* **Task goal**:
Translate this sentence from the essay on transsexual citizenship in Argentina into Spanish: "First of all, to understand what Cabral and Viturro are saying, one needs to define sexual citizenship."

* **Source extract**:
************

Transsexual Citizenship in Argentina

Throughout the semester, we have been studying petitions, decisions, and fights concerning the law and how it defines and protects individuals under it. In the article, “Transsexual Citizenship in Contemporary Argentina,” by Mauro Cabral and Paula Viturro, the authors discuss ethical-political issues about sexual citizenships of trans people living in Argentina. First of all, to understand what Cabral and Viturro are saying, one needs to define sexual citizenship. Sexual citizenship is “that which enunciates, facilitates, defends, and promotes the effective access of citizens to the exercise of both sexual and reproductive rights and to a political subjectivity that has not been diminished by inequalities based on characteristics associated with sex, gender, and reproductive capacity.” Thus, the point that Cabral and Viturro are making in their article is that they can take a term such as sexual citizenship and apply it to the struggles of the transgender community in Argentina. As they both prove in their argument, transgendered sexual citizenship under the current Argentinean laws is a “diminished” or lesser way of living because those in power in that country do not view transgendered people as equals. However, in 2005 for the first time, a man was granted a legal name and sex change in his official documents after he also was granted permission for sexual reassignment surgery. Yet, this decision was tainted by the fact that 10 days before the decision, travesti activist, Alejandro Galicio was murdered in cold blood. As we have learned during the semester, the travesties are a large trans community in Argentina and are probably one of the most vulnerable and most discriminated against.

************

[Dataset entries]
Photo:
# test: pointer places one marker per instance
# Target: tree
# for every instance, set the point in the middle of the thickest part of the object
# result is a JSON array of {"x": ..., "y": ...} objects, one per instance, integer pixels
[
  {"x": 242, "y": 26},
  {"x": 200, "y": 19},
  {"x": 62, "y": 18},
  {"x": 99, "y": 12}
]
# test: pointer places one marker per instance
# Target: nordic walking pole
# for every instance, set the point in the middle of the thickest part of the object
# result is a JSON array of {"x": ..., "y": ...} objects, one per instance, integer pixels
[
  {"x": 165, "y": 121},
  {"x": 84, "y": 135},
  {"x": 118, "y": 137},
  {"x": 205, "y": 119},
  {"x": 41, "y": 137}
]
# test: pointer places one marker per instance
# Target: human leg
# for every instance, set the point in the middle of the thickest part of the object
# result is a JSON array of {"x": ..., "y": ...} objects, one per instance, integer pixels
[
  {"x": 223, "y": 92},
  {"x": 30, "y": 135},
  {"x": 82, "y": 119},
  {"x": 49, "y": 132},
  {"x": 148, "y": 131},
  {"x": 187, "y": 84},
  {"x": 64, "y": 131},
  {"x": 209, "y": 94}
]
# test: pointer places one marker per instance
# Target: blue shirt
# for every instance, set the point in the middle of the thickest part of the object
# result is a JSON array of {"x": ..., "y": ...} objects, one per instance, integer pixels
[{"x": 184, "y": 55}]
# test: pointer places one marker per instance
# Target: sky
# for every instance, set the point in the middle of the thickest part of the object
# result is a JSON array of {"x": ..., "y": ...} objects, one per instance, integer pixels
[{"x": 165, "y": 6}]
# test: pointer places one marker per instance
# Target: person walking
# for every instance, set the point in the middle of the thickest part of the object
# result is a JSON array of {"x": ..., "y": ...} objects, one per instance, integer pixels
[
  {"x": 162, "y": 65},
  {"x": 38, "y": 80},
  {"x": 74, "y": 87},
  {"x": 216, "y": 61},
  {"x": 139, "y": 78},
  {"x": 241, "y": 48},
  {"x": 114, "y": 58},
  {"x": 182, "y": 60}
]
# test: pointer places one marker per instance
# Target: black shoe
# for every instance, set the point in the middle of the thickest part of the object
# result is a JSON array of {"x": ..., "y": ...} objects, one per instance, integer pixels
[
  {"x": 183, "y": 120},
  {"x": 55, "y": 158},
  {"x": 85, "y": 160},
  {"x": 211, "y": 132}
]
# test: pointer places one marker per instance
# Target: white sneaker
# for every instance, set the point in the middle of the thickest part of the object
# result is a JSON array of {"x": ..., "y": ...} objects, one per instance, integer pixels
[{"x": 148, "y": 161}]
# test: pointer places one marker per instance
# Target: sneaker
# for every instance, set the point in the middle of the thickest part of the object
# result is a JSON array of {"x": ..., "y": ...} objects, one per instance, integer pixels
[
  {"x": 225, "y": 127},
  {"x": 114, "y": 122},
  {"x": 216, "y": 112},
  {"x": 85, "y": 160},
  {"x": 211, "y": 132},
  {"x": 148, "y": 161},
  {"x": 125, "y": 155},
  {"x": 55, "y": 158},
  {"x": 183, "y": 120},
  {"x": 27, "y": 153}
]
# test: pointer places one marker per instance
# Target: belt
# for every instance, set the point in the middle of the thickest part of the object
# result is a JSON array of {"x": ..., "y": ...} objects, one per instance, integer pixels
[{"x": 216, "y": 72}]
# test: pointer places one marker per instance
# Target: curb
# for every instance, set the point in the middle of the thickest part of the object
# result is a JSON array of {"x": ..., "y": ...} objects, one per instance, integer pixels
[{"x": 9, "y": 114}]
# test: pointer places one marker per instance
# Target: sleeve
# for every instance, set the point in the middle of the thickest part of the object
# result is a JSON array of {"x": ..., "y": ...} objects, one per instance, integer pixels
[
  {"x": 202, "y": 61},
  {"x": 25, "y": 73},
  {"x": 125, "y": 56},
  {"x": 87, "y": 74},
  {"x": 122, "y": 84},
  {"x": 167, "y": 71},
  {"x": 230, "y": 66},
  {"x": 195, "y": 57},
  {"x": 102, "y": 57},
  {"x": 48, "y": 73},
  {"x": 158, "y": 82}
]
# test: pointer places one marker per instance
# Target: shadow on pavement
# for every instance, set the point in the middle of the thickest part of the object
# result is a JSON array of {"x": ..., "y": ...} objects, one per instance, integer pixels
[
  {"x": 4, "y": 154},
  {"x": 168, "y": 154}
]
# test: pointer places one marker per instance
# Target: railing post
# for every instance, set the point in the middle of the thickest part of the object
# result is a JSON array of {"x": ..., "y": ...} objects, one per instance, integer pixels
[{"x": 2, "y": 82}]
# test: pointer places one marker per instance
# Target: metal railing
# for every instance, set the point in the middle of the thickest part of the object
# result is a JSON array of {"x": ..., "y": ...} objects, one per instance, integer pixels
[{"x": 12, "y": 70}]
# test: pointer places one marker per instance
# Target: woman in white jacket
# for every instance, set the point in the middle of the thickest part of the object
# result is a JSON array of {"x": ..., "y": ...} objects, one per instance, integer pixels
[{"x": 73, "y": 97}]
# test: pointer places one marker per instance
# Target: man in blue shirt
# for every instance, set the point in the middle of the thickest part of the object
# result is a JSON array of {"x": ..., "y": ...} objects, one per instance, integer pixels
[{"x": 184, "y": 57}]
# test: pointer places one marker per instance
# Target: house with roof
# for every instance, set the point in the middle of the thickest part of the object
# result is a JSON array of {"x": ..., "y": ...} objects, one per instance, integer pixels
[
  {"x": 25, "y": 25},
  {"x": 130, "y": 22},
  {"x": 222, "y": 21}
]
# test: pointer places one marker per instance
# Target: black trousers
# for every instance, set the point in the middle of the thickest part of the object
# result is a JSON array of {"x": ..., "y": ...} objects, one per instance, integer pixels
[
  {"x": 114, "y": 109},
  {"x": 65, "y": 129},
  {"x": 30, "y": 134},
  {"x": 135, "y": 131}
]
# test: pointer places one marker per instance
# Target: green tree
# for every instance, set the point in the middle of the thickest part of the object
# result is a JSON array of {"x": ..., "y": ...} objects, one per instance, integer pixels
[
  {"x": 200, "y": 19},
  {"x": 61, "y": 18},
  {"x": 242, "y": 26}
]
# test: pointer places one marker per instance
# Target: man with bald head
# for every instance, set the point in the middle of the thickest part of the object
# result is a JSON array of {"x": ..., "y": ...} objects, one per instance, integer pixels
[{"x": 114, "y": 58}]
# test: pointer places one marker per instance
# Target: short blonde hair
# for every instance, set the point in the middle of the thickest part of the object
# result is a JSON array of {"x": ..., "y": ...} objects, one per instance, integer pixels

************

* **Response area**:
En primer lugar, para entender lo que dicen Cabral y Viturro, es necesario definir la ciudadanía sexual.